About this task: The answer must consist of every line from the data that holds the string "instance".

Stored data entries
###
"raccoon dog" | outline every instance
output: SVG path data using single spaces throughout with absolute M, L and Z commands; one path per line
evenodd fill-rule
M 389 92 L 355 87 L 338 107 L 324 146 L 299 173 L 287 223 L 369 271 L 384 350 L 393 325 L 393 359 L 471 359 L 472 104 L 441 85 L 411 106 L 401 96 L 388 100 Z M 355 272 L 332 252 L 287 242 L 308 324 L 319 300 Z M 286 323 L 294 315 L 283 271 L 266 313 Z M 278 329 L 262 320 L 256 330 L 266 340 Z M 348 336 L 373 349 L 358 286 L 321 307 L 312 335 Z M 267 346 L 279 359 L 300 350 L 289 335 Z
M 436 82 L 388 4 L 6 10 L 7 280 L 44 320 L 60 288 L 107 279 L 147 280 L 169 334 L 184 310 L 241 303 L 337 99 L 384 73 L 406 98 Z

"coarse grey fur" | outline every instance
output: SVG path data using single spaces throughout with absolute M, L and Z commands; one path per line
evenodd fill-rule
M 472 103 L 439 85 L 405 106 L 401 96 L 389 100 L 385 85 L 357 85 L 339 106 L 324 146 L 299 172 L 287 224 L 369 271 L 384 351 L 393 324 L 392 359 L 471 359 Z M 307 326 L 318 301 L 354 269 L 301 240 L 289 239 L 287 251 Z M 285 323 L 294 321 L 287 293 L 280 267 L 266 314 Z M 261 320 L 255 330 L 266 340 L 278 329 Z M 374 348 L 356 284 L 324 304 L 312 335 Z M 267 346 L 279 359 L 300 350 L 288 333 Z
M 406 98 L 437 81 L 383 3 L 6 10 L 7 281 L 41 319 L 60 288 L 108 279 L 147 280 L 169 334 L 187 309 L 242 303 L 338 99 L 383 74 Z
###
Exercise output:
"raccoon dog" | outline every instance
"coarse grey fur" | outline every instance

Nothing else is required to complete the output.